TEXT EXCERPT →
========================

A Compact Shape Descriptor Based on the Beam Angle Statistics Nafiz Arica and Fatos T. Yarman-Vural Computer Engineering Department, Middle East Technical University, 06531 Ankara / Turkey , {nafiz , vural}@ceng.metu.edu.tr
Abstract. In this study, we propose a compact shape descriptor, which represents the 2-D shape information by 1-D functions. For this purpose a two-step method is proposed. In the first step, the 2-D shape information is mapped into 1-D moment functions without using a predefined resolution. The mapping is based on the beams, which are originated from a boundary point, connecting that point with the rest of the points on the boundary. At each point, the angle between a pair of beams is taken as a random variable to define the statistics of the topological structure of the boundary. The second order statistics of all the beam angles is used to construct 1-D Beam Angle Statistics (BAS) functions. In the second step, the 1-D functions are further compressed by using Discrete Fourier Transforms applied on the BAS functions of the shape boundary. BAS function is invariant to translation, rotation and scale. It is insensitive to distortions. Experiments are done on the dataset of MPEG 7 Core Experiments Shape-1. It is observed that proposed shape descriptor outperforms the popular MPEG 7 shape descriptors.

========================

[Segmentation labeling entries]
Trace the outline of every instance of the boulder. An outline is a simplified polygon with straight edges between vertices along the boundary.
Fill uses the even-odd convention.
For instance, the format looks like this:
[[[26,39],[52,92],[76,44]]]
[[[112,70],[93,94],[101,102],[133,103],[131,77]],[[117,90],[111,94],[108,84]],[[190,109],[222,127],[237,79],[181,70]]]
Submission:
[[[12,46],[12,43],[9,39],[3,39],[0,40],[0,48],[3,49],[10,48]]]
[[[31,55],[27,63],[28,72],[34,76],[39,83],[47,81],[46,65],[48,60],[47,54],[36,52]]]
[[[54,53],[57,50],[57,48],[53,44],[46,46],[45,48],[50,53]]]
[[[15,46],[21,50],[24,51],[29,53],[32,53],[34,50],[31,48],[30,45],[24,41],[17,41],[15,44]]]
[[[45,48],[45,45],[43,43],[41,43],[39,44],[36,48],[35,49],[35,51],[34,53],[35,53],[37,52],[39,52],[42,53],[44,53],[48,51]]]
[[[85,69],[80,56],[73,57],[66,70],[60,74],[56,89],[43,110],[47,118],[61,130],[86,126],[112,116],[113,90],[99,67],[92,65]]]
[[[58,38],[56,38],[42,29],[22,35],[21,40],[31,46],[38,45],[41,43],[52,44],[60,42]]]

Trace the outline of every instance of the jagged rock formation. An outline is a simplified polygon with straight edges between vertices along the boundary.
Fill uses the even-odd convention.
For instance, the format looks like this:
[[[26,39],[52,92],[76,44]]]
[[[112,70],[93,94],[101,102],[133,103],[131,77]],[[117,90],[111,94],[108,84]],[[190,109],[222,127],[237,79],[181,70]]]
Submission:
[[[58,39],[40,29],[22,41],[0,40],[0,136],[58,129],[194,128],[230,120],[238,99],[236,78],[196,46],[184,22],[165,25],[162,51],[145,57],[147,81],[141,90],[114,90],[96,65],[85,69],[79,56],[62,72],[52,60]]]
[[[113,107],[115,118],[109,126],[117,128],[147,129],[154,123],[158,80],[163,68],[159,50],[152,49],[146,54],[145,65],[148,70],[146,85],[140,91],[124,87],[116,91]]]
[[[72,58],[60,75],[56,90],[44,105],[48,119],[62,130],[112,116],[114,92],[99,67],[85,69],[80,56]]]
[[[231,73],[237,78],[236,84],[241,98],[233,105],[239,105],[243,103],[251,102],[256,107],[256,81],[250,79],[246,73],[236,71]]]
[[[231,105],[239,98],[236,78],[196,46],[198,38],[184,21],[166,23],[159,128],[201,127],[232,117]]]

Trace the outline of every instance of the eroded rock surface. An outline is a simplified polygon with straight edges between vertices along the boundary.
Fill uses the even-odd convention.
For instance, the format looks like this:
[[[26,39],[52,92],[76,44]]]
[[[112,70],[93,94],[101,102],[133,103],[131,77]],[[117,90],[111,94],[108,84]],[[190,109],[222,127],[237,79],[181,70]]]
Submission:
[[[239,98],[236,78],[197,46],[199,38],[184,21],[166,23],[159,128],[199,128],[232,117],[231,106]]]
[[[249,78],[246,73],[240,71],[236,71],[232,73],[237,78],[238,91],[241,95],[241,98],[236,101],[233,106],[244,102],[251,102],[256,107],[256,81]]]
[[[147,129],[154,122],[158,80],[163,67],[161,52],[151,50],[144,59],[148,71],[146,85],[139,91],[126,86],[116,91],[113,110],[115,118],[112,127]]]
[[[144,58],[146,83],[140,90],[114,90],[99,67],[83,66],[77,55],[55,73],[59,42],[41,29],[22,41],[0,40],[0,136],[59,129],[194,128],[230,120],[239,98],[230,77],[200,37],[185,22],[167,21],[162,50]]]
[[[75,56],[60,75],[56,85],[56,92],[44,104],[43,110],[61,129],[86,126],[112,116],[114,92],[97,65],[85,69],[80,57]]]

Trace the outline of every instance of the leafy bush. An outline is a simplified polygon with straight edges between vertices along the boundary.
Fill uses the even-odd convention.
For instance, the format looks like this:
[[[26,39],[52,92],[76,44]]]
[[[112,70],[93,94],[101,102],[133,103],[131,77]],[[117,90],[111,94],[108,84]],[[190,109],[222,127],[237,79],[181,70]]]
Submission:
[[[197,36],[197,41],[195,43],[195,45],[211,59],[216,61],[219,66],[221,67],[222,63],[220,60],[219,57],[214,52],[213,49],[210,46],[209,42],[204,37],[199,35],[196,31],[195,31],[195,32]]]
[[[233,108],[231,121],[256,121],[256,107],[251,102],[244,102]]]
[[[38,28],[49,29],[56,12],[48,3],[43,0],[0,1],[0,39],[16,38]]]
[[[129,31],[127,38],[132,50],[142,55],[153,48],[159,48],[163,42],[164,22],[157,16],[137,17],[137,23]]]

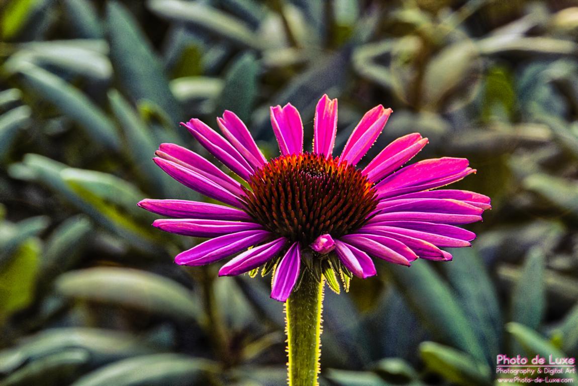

========================

GIVEN EXERCISE 1 →
According to the shape descriptor abstract, why is the angle between a pair of beams at each boundary point taken as a random variable? Answer in one to three sentences.
GIVEN EXERCISE 2 →
Answer these questions from the shape descriptor abstract:
(a) What do the beams in the first step connect?
(b) What is used in the second step to further compress the 1-D functions?
(c) On which dataset were the experiments done?
GIVEN EXERCISE 3 →
Decide whether each statement agrees with the shape descriptor abstract:
(a) In the first step, the 2-D shape information is mapped using a predefined resolution.
(b) The BAS function is invariant to scale.
(c) The proposed descriptor performed worse than the popular MPEG 7 shape descriptors.
The lines play no part in any of the tasks.

CORRECT OUTPUT 1 →
The angle is taken as a random variable to define the statistics of the topological structure of the boundary. The second order statistics of all the beam angles are then used to construct the 1-D Beam Angle Statistics (BAS) functions.

CORRECT OUTPUT 2 →
(a) Each beam starts at a boundary point and connects that point with the rest of the points on the boundary.
(b) Discrete Fourier Transforms applied on the BAS functions of the shape boundary.
(c) The dataset of MPEG 7 Core Experiments Shape-1.

CORRECT OUTPUT 3 →
(a) No: "the 2-D shape information is mapped into 1-D moment functions without using a predefined resolution."
(b) Yes: "BAS function is invariant to translation, rotation and scale."
(c) No: "It is observed that proposed shape descriptor outperforms the popular MPEG 7 shape descriptors."